=== PROBLEM REQUIREMENTS ===
Please recast every line of the records below as a JSON list of strings, one string per line, leaving out blank lines and the pictures.

Excerpts of labeled region data

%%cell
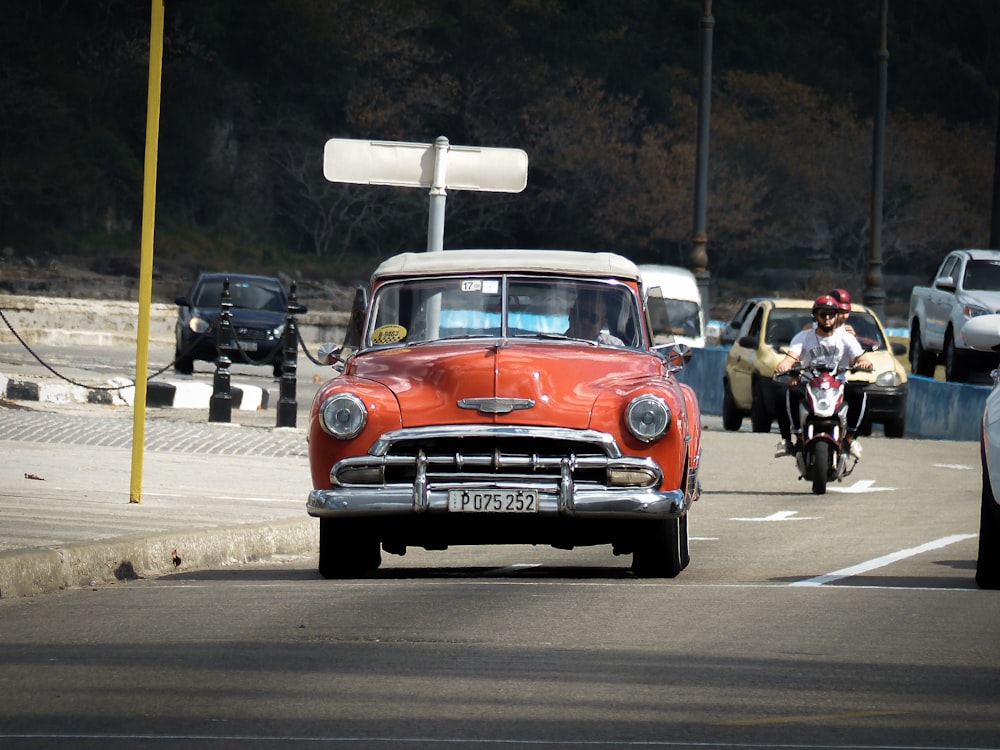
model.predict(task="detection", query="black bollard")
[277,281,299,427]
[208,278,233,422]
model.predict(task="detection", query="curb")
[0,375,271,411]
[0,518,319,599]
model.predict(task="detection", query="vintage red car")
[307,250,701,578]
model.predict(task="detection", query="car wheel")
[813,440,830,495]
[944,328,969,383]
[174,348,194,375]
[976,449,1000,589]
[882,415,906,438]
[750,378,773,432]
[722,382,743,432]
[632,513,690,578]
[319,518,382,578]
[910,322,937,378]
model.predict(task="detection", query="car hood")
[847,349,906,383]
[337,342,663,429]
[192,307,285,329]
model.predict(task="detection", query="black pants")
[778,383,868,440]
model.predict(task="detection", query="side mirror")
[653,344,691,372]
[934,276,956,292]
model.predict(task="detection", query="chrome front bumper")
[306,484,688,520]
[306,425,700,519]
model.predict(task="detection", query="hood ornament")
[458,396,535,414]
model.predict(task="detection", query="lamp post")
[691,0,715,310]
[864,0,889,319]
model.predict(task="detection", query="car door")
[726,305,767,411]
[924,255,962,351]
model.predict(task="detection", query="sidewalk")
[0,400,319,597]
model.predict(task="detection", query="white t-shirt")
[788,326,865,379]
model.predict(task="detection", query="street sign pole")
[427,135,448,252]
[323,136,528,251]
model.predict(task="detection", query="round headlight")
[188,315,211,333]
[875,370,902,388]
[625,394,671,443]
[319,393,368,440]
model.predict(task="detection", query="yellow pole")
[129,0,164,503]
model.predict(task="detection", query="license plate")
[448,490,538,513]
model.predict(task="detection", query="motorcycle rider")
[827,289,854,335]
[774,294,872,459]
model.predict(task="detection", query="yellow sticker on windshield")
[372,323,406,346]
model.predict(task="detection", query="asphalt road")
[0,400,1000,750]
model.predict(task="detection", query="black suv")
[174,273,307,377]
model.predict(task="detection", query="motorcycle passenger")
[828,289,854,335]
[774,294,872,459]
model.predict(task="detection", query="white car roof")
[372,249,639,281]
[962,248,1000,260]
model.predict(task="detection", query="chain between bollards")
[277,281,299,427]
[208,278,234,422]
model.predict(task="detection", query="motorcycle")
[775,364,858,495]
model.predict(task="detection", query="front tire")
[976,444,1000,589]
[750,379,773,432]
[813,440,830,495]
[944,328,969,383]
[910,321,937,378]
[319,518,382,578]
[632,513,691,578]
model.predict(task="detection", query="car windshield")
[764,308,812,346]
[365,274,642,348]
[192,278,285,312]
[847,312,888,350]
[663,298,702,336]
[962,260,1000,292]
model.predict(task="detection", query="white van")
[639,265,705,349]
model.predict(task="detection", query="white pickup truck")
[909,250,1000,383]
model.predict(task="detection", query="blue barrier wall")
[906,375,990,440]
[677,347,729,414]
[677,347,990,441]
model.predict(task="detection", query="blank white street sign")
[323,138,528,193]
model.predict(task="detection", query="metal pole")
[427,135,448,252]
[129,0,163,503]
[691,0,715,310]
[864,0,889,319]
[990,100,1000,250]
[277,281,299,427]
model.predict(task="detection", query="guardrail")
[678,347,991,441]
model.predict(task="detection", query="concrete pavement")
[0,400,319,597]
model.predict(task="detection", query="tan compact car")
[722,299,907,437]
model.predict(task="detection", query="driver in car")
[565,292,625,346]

=== WRITTEN SOLUTION ===
[
  "%%cell",
  "model.predict(task=\"detection\", query=\"black bollard\")",
  "[277,281,299,427]",
  "[208,278,233,422]",
  "model.predict(task=\"detection\", query=\"curb\")",
  "[0,375,271,411]",
  "[0,518,319,599]",
  "model.predict(task=\"detection\", query=\"vintage red car\")",
  "[307,250,701,578]",
  "model.predict(task=\"detection\", query=\"car wheel\")",
  "[813,440,830,495]",
  "[944,328,969,383]",
  "[174,348,194,375]",
  "[976,449,1000,589]",
  "[882,415,906,438]",
  "[750,378,773,432]",
  "[722,382,743,432]",
  "[632,513,690,578]",
  "[319,518,382,578]",
  "[910,322,937,378]",
  "model.predict(task=\"detection\", query=\"car hood\")",
  "[847,349,906,383]",
  "[337,342,663,429]",
  "[192,307,285,329]",
  "model.predict(task=\"detection\", query=\"black pants\")",
  "[778,383,868,440]",
  "model.predict(task=\"detection\", query=\"side mirror\")",
  "[653,344,691,372]",
  "[934,276,956,292]",
  "model.predict(task=\"detection\", query=\"chrome front bumper\")",
  "[306,484,688,520]",
  "[306,425,700,519]",
  "model.predict(task=\"detection\", query=\"hood ornament\")",
  "[458,396,535,414]",
  "model.predict(task=\"detection\", query=\"lamp post\")",
  "[691,0,715,310]",
  "[864,0,889,319]",
  "model.predict(task=\"detection\", query=\"car door\")",
  "[726,305,767,411]",
  "[924,255,962,351]",
  "model.predict(task=\"detection\", query=\"sidewalk\")",
  "[0,400,319,597]",
  "model.predict(task=\"detection\", query=\"white t-shirt\")",
  "[788,326,865,379]",
  "model.predict(task=\"detection\", query=\"street sign pole\")",
  "[427,135,448,252]",
  "[323,136,528,251]",
  "model.predict(task=\"detection\", query=\"round headlight\")",
  "[188,315,211,333]",
  "[875,370,902,388]",
  "[625,394,671,443]",
  "[319,393,368,440]",
  "model.predict(task=\"detection\", query=\"yellow pole\")",
  "[129,0,164,503]",
  "model.predict(task=\"detection\", query=\"license plate\")",
  "[448,490,538,513]",
  "model.predict(task=\"detection\", query=\"motorcycle rider\")",
  "[827,289,854,335]",
  "[774,294,872,459]",
  "model.predict(task=\"detection\", query=\"yellow sticker on windshield\")",
  "[372,323,406,346]",
  "model.predict(task=\"detection\", query=\"asphalt road\")",
  "[0,400,1000,750]",
  "model.predict(task=\"detection\", query=\"black suv\")",
  "[174,273,307,377]",
  "model.predict(task=\"detection\", query=\"motorcycle passenger\")",
  "[828,289,854,335]",
  "[774,294,872,459]",
  "model.predict(task=\"detection\", query=\"white car roof\")",
  "[372,249,639,281]",
  "[962,248,1000,260]",
  "model.predict(task=\"detection\", query=\"chain between bollards\")",
  "[277,281,299,427]",
  "[208,278,234,422]",
  "model.predict(task=\"detection\", query=\"motorcycle\")",
  "[775,364,858,495]",
  "model.predict(task=\"detection\", query=\"front tire\")",
  "[976,444,1000,589]",
  "[750,379,773,432]",
  "[813,440,830,495]",
  "[944,328,969,383]",
  "[910,321,937,378]",
  "[319,518,382,578]",
  "[632,513,691,578]",
  "model.predict(task=\"detection\", query=\"car windshield\")",
  "[764,308,812,346]",
  "[365,274,642,348]",
  "[192,278,285,312]",
  "[847,312,888,350]",
  "[663,298,702,336]",
  "[962,260,1000,292]",
  "model.predict(task=\"detection\", query=\"white van\")",
  "[639,265,705,349]",
  "model.predict(task=\"detection\", query=\"white pickup truck\")",
  "[909,250,1000,383]",
  "model.predict(task=\"detection\", query=\"blue barrier wall\")",
  "[906,375,990,440]",
  "[677,347,729,414]",
  "[677,347,990,441]",
  "model.predict(task=\"detection\", query=\"blank white street sign\")",
  "[323,138,528,193]",
  "model.predict(task=\"detection\", query=\"metal pole\")",
  "[427,135,448,252]",
  "[129,0,163,503]",
  "[691,0,715,310]",
  "[864,0,889,319]",
  "[990,100,1000,250]",
  "[277,281,299,427]",
  "model.predict(task=\"detection\", query=\"guardrail\")",
  "[678,347,991,441]",
  "model.predict(task=\"detection\", query=\"concrete pavement\")",
  "[0,400,319,597]",
  "model.predict(task=\"detection\", query=\"tan compact car\")",
  "[722,299,907,437]",
  "model.predict(task=\"detection\", query=\"driver in car\")",
  "[565,292,625,346]"
]